◆ **TO DO**:
Reproduce the passage from the thread on Megill's completeness theorem below, starting at "I added it to" and ending at "request and see.".

◆ **PASSAGE TO READ**:
On Megill's completeness theorem

[Benoit]

Hi all,
I wanted to share a simple remark, which is probably known to some.

Megill's completeness theorem [Megill, Thm. 9.7] proves that all true schemes with DV conditions of the form DV(x,y) and DV(x,ph) are provable from ax-mp, ax-gen, ax-1--13.  One can ask about schemes with DV conditions of the form DV(ph,ps).  If such a scheme is provable from that axiom system, then the same scheme without that DV condition is also provable.  Indeed, such a DV condition cannot be produced from DV conditions of the form DV(x,y) or DV(x,ph).  Therefore, the question is equivalent to the existence of true schemes with DV(ph,ps) which are false without it.  An example is

  ( ( E. x ph -> A. x ph ) \/ ( E. x ps -> A. x ps ) ) , DV(ph,ps)

It is true because the DV condition implies that x does not occur in at least one of ph and ps.  Therefore, at least one of the two disjuncts is true.  Without the DV condition, it is false: for instance, substitute x=y for both ph and ps.

I added it to my mathbox (locally) and reproved ax-5 from it.  I do not know whether the java tool will complain.  Maybe I'll do a git pull request and see.

Benoit

[Mario Carneiro]

Hm, I would prefer to see DV(ph,ps) as a syntax error, and plausibly some current or future verifier applied to set.mm will error on such things. I know that mmj2 has some hardcoded assumptions in it about the nonexistence of such DV constraints.

◆ **DATA LISTING**:
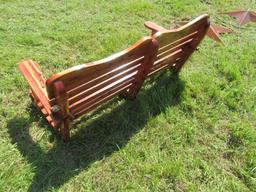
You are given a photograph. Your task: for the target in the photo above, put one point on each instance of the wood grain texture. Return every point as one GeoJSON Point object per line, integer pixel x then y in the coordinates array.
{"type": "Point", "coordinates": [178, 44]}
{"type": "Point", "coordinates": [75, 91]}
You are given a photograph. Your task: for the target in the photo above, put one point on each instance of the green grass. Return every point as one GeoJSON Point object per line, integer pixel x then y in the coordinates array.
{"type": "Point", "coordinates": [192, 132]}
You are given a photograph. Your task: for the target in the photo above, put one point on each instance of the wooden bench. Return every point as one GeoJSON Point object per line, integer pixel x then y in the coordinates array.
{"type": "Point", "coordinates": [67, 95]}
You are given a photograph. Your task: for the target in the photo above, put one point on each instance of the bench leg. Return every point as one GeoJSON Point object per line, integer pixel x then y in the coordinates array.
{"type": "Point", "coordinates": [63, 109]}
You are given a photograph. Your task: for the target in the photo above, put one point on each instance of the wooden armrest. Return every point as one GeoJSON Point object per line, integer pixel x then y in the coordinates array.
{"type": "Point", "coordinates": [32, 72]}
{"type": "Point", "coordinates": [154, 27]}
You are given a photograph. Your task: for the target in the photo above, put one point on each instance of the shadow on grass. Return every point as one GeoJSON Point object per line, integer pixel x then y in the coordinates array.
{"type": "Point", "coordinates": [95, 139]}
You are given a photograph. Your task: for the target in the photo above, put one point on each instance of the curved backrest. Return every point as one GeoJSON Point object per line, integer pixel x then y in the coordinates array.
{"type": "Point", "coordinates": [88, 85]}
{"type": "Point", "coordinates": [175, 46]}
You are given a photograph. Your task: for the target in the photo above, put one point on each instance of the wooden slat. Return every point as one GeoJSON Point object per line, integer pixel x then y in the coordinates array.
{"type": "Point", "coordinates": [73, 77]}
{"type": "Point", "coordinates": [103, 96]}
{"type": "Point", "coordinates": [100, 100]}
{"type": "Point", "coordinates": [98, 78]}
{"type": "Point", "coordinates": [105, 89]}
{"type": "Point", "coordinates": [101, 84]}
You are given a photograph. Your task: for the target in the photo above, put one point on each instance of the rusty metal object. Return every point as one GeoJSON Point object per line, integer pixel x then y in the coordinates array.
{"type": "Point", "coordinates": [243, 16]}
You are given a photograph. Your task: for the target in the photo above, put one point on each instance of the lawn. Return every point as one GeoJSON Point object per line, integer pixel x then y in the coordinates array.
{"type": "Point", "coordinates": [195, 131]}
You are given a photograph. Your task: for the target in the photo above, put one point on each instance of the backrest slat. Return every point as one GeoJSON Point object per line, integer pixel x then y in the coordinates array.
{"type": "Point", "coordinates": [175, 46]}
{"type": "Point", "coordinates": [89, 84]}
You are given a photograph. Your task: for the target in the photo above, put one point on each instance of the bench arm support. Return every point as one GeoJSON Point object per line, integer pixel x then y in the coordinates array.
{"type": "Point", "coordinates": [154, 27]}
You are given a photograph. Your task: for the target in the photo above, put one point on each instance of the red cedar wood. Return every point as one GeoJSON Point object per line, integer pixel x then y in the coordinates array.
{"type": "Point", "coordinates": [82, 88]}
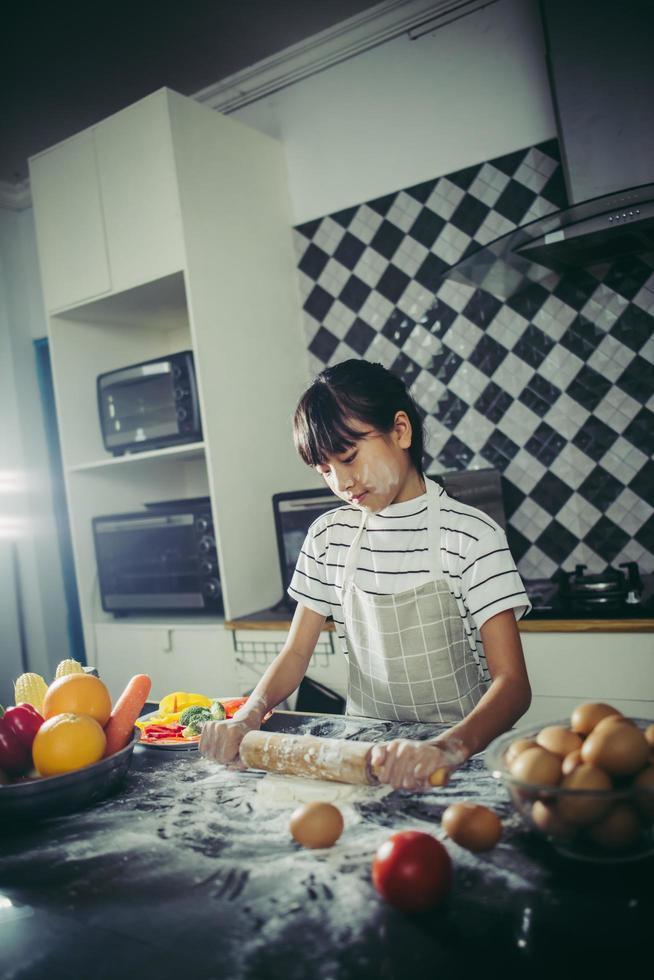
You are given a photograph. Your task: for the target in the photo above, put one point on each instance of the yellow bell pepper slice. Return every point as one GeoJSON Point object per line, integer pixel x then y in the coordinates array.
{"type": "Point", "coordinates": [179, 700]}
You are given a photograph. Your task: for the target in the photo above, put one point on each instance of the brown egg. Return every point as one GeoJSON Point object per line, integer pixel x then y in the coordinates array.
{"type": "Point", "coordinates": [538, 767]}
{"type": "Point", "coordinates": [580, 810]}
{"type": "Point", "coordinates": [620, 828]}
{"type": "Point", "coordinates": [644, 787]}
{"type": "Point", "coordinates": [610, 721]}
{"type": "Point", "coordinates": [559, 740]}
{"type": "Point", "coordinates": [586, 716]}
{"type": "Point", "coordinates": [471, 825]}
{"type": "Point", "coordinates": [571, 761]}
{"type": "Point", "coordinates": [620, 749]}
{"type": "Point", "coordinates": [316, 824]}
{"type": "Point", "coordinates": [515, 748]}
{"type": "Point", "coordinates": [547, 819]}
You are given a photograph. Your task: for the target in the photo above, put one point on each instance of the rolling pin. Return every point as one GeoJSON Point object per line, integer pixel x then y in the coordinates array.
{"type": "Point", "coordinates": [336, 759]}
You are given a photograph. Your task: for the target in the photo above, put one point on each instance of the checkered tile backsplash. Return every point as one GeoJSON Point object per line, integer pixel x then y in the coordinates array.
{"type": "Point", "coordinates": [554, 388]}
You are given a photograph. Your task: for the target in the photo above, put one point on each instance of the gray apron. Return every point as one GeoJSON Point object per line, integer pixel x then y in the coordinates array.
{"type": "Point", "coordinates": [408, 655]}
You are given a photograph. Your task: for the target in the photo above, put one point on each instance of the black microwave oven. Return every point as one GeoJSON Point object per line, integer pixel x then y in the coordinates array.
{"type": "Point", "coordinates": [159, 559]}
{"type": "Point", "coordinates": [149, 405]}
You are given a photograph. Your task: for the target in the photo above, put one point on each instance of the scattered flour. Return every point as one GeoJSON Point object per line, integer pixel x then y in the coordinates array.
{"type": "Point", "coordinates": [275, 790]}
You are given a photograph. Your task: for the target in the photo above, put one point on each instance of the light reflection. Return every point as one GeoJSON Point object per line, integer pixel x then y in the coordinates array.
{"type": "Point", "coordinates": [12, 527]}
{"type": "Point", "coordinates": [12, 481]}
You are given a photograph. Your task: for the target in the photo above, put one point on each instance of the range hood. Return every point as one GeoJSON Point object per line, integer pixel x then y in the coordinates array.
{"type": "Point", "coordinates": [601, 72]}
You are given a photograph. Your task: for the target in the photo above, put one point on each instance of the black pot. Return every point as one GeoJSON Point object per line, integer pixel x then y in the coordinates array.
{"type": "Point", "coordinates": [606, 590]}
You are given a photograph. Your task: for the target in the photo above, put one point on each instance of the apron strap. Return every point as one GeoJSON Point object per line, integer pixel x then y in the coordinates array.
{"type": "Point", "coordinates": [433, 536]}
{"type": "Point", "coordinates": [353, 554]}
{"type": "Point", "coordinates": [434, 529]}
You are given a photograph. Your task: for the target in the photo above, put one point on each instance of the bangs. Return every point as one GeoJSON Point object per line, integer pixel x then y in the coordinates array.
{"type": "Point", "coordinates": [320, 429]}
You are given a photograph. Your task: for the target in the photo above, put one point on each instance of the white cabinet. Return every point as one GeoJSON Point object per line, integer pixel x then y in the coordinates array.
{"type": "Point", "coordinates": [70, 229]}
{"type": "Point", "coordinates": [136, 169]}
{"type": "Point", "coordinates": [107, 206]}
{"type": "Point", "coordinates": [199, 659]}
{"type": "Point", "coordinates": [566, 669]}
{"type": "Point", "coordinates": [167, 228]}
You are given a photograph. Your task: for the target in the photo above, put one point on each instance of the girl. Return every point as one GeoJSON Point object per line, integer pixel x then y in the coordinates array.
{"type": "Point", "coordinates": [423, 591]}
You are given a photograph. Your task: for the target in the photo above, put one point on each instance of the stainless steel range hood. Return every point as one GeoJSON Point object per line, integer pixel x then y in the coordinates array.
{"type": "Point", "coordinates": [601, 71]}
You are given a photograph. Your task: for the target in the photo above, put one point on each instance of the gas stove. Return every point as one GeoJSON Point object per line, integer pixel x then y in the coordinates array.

◆ **FULL OUTPUT**:
I added it to my mathbox (locally) and reproved ax-5 from it.  I do not know whether the java tool will complain.  Maybe I'll do a git pull request and see.